Extreme Consumerism (Aisle 18 – Jetpacks and Vitamins)

Extreme Consumerism (Aisle 18 – Jetpacks and Vitamins)

Image: Andreas Gursky, 99 Cent

This year Unit 18 will explore the future of consumerism and its’ impact on the built environment. As consumers we are becoming ever more reliant on unreliable products, and dependant on superfluous gadgets with an ever decreasing shelf-life. Buying the latest smartphone is the elixir of our 21st century virtual selves. As Gertrude Stein put it almost a century ago: ‘Whoever said money can’t buy happiness simply didn’t know where to go shopping.’ But it doesn’t always come easy…

 

Whilst most of us no longer need to go to the trenches, we now have Black Fridays where we must don our uniforms, trample on people and punch aimlessly at the person in front of the queue in order to come home with the latest 55” television set. Last year on the 24th of November, the infamous Black Friday, customers spent over £5 billion on online shopping. No wonder, according to research, over 12% of Black Friday shoppers are supposedly under the influence. This is the age of extreme consumerism, where Americans have over 300,000 items in the average home. An average child will accumulate 238 toys by the time they are 10 years old but they will only play with about 12 of them.

**WHAT YOU HAVE TO DO**
Copy everything in the extreme consumerism text from "Whilst most of" down to "12 of them.", replacing "queue" with "line".

**DATA SHOWN**
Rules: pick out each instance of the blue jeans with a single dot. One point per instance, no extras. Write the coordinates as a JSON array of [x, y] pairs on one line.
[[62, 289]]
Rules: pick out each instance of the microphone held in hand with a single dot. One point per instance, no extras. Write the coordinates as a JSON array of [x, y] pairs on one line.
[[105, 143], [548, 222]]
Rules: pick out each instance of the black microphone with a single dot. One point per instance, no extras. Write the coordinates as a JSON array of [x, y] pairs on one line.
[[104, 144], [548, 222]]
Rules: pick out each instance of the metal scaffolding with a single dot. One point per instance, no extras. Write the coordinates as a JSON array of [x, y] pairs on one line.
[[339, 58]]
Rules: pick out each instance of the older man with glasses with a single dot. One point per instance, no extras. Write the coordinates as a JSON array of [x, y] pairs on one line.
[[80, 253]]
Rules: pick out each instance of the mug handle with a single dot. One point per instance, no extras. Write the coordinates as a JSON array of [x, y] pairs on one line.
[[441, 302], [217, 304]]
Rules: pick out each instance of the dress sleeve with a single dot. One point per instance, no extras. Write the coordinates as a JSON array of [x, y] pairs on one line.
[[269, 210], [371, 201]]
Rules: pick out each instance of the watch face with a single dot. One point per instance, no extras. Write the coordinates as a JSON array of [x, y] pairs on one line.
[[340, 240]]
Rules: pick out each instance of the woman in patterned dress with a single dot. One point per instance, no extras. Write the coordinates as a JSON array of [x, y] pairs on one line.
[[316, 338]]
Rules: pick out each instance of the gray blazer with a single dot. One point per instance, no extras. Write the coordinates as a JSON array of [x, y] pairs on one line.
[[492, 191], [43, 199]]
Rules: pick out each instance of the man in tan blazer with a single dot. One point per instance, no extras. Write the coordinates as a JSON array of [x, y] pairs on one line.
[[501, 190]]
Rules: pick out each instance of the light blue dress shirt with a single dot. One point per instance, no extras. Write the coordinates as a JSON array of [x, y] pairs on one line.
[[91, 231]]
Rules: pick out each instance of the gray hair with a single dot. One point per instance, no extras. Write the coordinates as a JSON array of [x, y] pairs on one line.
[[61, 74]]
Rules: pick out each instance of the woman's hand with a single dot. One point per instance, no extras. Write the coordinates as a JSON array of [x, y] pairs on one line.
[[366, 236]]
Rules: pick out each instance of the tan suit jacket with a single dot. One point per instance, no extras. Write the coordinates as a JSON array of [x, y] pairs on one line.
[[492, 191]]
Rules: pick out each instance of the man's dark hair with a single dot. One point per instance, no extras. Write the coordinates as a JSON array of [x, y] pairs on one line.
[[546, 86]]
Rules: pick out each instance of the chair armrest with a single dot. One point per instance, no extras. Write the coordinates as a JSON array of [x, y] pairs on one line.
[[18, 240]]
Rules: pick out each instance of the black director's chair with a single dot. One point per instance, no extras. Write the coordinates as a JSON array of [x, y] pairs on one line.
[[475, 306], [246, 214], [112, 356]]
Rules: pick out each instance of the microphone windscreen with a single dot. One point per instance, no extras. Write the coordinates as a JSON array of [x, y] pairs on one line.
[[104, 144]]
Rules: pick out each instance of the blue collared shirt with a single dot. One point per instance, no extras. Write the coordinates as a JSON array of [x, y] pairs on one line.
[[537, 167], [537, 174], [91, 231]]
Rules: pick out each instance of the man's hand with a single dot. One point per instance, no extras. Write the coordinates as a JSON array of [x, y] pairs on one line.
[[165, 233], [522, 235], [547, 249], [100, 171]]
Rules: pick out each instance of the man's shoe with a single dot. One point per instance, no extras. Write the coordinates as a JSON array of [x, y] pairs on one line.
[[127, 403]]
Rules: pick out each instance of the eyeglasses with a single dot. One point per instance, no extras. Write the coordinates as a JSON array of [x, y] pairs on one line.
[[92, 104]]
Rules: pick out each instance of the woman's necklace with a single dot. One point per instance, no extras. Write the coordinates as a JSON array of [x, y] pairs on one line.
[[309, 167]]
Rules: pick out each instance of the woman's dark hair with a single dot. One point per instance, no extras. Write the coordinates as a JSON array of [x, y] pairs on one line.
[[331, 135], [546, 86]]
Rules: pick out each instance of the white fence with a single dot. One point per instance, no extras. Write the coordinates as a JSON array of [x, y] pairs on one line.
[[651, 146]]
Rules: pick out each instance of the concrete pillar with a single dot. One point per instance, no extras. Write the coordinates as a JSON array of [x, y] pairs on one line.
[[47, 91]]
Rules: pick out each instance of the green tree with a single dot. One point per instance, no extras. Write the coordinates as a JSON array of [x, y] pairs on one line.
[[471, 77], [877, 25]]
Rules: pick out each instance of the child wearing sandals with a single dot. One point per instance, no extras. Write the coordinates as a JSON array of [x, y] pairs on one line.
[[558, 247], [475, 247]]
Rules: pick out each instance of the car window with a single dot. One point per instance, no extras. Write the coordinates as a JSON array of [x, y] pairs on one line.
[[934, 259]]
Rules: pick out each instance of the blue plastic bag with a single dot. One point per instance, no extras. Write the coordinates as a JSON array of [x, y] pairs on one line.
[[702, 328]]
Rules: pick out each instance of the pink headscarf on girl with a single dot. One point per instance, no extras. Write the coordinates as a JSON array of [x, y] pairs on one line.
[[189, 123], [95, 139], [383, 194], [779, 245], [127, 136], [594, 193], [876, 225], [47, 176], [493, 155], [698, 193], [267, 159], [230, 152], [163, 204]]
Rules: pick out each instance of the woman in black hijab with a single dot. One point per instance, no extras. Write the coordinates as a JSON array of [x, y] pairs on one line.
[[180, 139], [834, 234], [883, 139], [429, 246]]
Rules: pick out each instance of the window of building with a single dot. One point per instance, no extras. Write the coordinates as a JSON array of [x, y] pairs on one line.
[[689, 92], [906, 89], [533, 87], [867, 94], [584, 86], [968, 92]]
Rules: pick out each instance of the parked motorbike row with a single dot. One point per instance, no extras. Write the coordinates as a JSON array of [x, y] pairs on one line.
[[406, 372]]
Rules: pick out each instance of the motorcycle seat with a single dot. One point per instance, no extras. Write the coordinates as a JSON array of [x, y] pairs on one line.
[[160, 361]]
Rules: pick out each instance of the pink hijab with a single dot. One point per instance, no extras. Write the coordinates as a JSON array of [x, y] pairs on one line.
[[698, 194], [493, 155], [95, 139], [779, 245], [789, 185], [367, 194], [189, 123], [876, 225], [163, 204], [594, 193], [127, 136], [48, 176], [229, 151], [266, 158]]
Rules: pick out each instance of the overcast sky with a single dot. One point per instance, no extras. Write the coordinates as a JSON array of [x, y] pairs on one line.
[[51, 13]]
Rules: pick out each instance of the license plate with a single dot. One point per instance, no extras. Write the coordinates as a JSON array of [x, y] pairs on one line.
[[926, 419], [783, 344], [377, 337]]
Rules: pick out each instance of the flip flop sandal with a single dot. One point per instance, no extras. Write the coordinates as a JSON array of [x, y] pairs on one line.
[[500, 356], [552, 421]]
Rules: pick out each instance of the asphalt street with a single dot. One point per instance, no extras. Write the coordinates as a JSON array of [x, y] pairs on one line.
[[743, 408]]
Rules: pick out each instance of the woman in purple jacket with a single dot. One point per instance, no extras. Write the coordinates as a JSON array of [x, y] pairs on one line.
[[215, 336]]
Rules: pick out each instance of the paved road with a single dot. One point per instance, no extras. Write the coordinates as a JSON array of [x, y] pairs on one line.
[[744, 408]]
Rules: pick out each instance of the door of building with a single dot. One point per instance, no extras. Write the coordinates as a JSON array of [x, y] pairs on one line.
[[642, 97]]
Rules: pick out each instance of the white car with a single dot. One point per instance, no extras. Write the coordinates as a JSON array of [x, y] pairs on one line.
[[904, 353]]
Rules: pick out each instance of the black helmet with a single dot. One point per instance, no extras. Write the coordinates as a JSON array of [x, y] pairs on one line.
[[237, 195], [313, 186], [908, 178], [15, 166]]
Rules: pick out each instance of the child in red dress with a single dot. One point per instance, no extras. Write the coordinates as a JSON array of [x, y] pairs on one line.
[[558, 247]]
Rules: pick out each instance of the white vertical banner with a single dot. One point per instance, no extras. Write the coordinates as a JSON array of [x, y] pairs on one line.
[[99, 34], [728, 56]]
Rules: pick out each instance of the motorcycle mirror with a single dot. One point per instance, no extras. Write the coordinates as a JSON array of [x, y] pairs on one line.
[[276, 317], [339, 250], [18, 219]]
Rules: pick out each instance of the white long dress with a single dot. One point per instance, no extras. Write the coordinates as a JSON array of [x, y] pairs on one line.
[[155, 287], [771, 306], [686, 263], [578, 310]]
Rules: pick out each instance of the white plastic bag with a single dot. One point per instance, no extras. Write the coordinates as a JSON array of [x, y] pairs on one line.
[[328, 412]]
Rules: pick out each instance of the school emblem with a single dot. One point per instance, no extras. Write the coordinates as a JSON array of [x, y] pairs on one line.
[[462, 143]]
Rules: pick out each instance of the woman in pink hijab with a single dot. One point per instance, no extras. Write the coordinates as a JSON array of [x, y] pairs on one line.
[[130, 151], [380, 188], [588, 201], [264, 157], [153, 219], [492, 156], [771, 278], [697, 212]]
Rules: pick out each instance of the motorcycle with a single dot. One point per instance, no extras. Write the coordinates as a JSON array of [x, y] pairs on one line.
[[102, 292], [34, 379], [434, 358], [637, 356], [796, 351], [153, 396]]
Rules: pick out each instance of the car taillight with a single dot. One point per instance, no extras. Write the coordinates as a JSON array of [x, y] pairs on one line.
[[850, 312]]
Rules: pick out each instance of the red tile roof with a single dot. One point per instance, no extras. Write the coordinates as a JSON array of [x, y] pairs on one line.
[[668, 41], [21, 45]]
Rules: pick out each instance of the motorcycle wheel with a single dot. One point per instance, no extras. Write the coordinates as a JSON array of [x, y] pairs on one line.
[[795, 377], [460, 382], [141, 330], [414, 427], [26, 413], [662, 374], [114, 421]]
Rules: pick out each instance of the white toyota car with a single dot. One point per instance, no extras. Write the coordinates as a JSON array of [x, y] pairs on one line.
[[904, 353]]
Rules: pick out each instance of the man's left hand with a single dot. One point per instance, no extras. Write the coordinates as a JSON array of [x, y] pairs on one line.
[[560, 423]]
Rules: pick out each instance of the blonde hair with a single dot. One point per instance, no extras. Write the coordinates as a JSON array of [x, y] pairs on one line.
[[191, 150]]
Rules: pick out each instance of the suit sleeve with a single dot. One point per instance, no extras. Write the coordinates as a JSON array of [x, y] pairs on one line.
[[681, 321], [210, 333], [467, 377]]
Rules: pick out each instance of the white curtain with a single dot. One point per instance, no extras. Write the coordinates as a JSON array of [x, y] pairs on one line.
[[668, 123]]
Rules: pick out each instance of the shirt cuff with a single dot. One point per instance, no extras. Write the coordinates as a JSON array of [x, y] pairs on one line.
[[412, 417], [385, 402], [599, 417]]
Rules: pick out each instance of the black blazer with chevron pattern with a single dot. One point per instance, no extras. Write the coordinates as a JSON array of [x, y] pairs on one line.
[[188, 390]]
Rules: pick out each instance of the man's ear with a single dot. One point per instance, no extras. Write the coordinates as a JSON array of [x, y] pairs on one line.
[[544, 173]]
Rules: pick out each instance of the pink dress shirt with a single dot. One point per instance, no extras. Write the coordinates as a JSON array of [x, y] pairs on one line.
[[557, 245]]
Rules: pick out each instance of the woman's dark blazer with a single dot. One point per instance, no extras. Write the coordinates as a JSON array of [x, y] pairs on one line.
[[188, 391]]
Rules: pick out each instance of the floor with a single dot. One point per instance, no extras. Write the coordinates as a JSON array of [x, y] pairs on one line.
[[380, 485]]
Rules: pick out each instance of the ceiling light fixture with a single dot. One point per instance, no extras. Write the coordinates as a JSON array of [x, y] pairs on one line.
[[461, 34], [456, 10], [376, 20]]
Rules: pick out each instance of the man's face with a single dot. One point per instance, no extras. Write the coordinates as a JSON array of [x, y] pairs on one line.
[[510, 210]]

**THE SOLUTION**
Whilst most of us no longer need to go to the trenches, we now have Black Fridays where we must don our uniforms, trample on people and punch aimlessly at the person in front of the line in order to come home with the latest 55” television set. Last year on the 24th of November, the infamous Black Friday, customers spent over £5 billion on online shopping. No wonder, according to research, over 12% of Black Friday shoppers are supposedly under the influence. This is the age of extreme consumerism, where Americans have over 300,000 items in the average home. An average child will accumulate 238 toys by the time they are 10 years old but they will only play with about 12 of them.